_TASK STATEMENT_
With the line containing "positive clicks: (175, 89)" as the start and the line containing "positive clicks: (149, 112)" as the end, transcribe that span of the entries below exactly, including both.

_DATASET EXTRACT_
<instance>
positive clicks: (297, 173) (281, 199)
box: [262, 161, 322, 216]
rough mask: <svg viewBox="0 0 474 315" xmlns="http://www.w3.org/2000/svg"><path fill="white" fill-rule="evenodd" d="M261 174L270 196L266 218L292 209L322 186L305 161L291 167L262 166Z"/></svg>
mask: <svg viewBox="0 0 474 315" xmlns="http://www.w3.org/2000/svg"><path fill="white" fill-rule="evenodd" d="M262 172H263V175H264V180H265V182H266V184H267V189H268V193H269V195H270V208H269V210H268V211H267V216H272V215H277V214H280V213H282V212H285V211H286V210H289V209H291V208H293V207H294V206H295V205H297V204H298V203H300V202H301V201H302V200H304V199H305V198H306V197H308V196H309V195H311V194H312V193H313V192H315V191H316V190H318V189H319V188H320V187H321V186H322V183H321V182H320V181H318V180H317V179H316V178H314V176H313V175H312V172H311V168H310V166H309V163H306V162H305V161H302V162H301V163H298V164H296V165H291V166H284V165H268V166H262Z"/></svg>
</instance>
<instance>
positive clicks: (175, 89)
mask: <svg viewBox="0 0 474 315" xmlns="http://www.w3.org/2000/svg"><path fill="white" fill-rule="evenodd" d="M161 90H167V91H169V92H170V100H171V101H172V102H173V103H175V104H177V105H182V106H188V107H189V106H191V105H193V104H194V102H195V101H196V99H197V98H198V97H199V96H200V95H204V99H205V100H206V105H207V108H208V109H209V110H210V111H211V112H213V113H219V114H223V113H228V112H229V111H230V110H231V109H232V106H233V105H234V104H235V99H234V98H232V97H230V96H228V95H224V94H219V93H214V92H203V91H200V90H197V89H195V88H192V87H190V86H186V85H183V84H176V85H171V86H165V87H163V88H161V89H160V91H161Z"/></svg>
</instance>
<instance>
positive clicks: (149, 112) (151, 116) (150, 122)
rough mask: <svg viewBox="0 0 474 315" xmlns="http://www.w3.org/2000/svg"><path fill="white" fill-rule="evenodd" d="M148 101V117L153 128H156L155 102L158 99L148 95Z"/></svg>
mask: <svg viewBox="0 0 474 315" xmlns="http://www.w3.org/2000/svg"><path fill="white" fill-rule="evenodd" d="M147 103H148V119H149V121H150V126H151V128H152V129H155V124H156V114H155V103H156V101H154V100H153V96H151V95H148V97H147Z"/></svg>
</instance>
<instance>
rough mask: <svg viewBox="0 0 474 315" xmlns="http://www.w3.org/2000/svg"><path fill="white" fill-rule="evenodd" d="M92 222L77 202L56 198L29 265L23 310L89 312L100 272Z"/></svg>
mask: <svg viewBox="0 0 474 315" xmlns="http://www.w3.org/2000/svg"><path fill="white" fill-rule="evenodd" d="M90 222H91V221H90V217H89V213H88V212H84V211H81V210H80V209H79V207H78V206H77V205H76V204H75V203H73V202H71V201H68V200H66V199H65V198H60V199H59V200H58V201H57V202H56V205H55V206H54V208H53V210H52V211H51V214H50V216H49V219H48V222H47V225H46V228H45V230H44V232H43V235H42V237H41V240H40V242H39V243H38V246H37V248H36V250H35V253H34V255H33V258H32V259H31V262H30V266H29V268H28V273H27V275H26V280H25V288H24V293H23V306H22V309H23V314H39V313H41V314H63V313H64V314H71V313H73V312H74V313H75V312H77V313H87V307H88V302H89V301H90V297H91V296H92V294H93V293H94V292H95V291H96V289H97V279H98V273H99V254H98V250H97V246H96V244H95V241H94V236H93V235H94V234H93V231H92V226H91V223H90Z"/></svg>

_SOLVED PROBLEM_
positive clicks: (175, 89)
mask: <svg viewBox="0 0 474 315" xmlns="http://www.w3.org/2000/svg"><path fill="white" fill-rule="evenodd" d="M161 90H167V91H169V92H170V100H171V101H172V102H173V103H175V104H177V105H182V106H188V107H189V106H191V105H193V104H194V102H195V101H196V99H197V98H198V97H199V96H200V95H204V99H205V100H206V105H207V108H208V109H209V110H210V111H211V112H213V113H219V114H223V113H228V112H229V111H230V110H231V109H232V106H233V105H234V104H235V99H234V98H232V97H230V96H228V95H224V94H219V93H214V92H203V91H200V90H197V89H195V88H192V87H190V86H186V85H183V84H176V85H171V86H165V87H163V88H161V89H160V91H161Z"/></svg>
</instance>
<instance>
positive clicks: (149, 112) (151, 116) (150, 122)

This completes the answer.